»»
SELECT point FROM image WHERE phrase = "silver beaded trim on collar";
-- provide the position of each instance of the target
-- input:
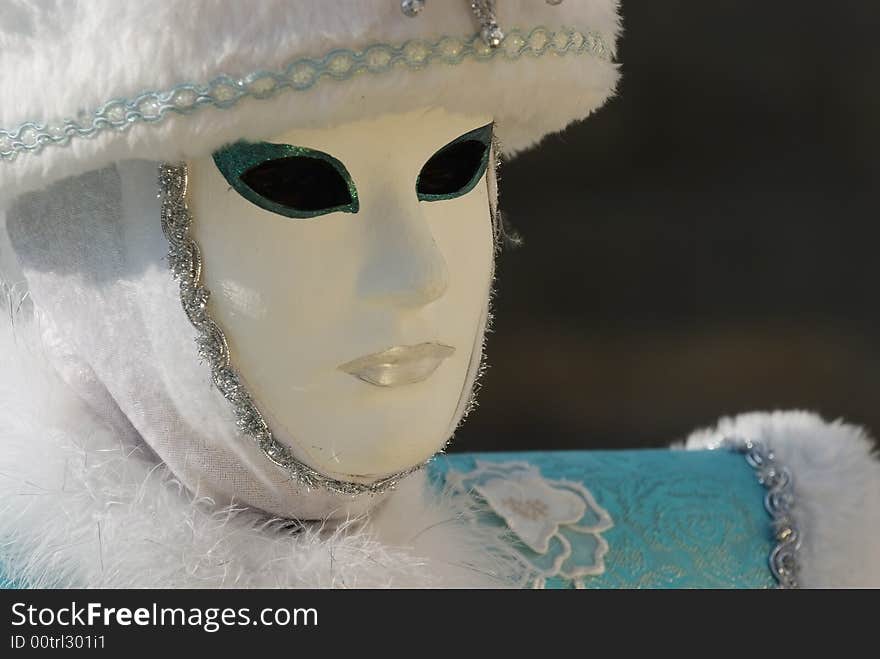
(185, 261)
(779, 501)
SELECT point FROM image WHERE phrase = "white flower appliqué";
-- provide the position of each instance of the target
(558, 522)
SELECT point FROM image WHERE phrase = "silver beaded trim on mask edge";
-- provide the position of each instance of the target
(185, 261)
(779, 502)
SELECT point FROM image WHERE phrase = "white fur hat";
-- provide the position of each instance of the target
(86, 84)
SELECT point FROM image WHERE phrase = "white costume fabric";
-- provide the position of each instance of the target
(120, 462)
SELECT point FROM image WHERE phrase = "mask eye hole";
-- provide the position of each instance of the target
(292, 181)
(456, 168)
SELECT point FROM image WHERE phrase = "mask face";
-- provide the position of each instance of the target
(350, 268)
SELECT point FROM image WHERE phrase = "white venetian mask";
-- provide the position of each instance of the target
(349, 269)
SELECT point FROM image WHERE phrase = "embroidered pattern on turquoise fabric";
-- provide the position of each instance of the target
(682, 519)
(236, 159)
(558, 523)
(224, 91)
(482, 135)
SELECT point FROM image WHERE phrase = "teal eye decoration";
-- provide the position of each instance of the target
(456, 168)
(292, 181)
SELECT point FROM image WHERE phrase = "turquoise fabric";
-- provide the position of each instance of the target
(682, 519)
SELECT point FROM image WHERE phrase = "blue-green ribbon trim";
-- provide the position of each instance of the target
(341, 64)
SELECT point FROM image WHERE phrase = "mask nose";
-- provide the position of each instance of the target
(404, 266)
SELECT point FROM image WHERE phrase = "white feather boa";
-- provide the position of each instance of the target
(78, 508)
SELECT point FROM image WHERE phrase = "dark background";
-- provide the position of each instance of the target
(703, 245)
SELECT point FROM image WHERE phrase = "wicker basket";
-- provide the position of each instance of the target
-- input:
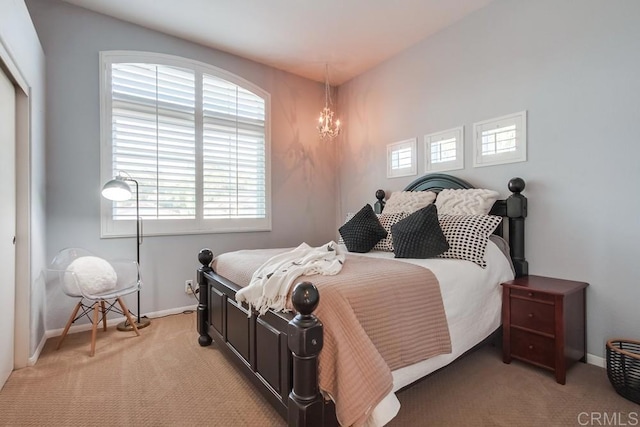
(623, 367)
««
_YOUR INSTRUCTIONS_: Leave out all images, then reproduce the entries above exactly.

_REPLY_:
SELECT point FROM image WHERE phrase = "silver beaded trim on collar";
-- provide the position of each instance of the target
-- input:
(185, 261)
(779, 501)
SELECT point FROM image WHERE phrase = "white flower appliqué";
-- provide the position of each instance of the target
(558, 522)
SELECT point FROM image WHERE phrase = "silver beaded trim on mask edge";
-- provide the position of each instance of the target
(185, 261)
(779, 502)
SELECT point FROM image WHERE phrase = "white fur hat";
-- provide the position of each instance of the target
(86, 84)
SELECT point FROM image WHERE phrase = "white costume fabric";
-- provide the position of each instance of the target
(120, 462)
SELECT point FROM image WHERE phrase = "mask eye hole";
-- provide the position of each instance of the target
(292, 181)
(456, 168)
SELECT point FROM image WHERE phrase = "mask face";
-- provide the position of each instance of the target
(350, 268)
SELECT point FROM image WHERE phrase = "white venetian mask";
-- provide the position of each instance of the target
(349, 269)
SELECT point FROM image WHERE phrase = "embroidered pattern on turquoise fabric";
-- provide the position of each instance of the target
(682, 519)
(236, 159)
(558, 523)
(224, 91)
(482, 135)
SELECT point FROM image WHERE phrase = "teal eye decoration";
-- provide the position of each instance of the target
(456, 168)
(292, 181)
SELECT point FROM image WHERE phrase = "turquoise fabric";
-- provide the position of each instance of the target
(682, 519)
SELECT point FROM image WHERE phrase = "blue-green ribbon trim";
-- provide the position of each instance of the target
(341, 64)
SELECT point FROM image WHERE phrase = "mask nose";
-- provide the position of each instance of the target
(404, 266)
SELECT point FROM image WHERE phrase = "white feather boa";
-- provide the position of each instance of the target
(78, 508)
SELECT point FROM image WHERE phrase = "dark background";
-- provide the position of each instance of the target
(703, 245)
SELECT point FROM image WHERE phrase = "wicker basket";
-- provide the position of each instance of the target
-- input:
(623, 367)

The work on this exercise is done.